Each line in the records below, from the one that contains "box: [10, 314, 598, 410]" to the one that contains "positive clicks: (366, 355)", should be reproduced exactly, the first and last included.

(Stored data entries)
::::
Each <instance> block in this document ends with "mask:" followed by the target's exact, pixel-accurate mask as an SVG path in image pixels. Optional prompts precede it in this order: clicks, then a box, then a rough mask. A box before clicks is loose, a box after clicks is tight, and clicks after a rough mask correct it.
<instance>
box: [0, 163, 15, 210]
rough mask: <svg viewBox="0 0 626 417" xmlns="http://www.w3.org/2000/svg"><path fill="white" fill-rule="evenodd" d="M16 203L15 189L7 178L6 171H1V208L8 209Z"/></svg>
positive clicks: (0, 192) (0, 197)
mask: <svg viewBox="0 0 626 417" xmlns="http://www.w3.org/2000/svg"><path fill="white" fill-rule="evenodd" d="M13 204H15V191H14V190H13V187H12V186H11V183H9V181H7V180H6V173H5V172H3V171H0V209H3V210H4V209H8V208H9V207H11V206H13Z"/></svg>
::::
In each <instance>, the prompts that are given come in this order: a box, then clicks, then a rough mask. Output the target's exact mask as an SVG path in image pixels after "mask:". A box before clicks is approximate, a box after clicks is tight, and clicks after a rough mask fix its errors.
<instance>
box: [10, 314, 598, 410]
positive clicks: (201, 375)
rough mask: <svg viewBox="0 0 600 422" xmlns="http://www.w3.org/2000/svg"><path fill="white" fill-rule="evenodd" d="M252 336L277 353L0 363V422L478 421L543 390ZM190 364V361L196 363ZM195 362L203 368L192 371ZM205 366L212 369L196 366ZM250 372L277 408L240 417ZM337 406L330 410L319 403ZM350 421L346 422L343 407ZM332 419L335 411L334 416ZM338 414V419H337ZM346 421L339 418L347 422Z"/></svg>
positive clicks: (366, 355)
::::
▶ **ANSWER AREA**:
box: [10, 314, 598, 410]
positive clicks: (201, 375)
rough mask: <svg viewBox="0 0 600 422" xmlns="http://www.w3.org/2000/svg"><path fill="white" fill-rule="evenodd" d="M252 336L277 353L0 363V422L478 421L543 390ZM190 364V361L196 363ZM195 362L203 368L192 371ZM205 366L212 369L196 366ZM250 372L277 408L240 417ZM337 406L330 410L319 403ZM350 421L346 422L343 407ZM332 419L335 411L334 416ZM338 414V419H337ZM346 421L339 418L347 422Z"/></svg>
positive clicks: (366, 355)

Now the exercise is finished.